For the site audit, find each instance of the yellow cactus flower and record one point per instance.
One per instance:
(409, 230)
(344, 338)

+-------+

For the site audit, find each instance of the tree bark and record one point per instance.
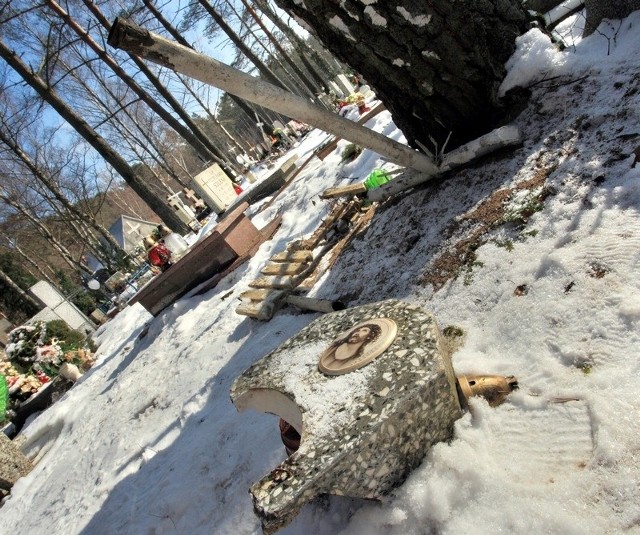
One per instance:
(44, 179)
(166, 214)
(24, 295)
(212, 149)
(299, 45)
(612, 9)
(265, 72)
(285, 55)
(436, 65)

+-------+

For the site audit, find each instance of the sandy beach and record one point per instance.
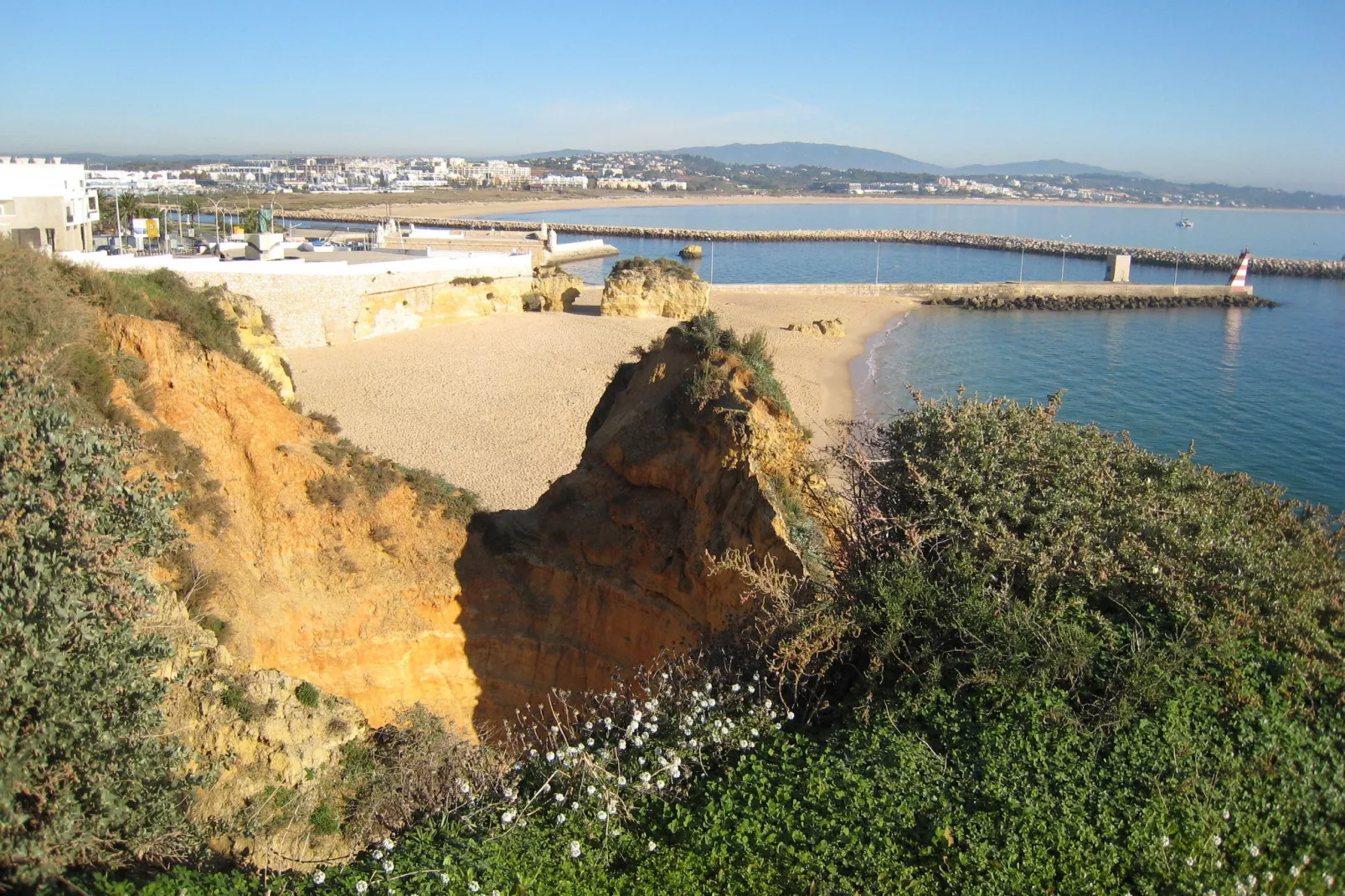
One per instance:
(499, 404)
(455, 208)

+-------+

§ **PROBLEM TO WORK ON**: Locate every line of the listing above that contains the word "record", and copy each of those lines. Only exact-case matches count.

§ **SOLUTION TO THE PROBLEM**:
For the site audit, find each instance of the yellow cactus flower and record one point per instance.
For the site audit, find each instance of the tree bark and record one point per instance.
For the site audit, find each instance of the sandy beach and record one point per instance.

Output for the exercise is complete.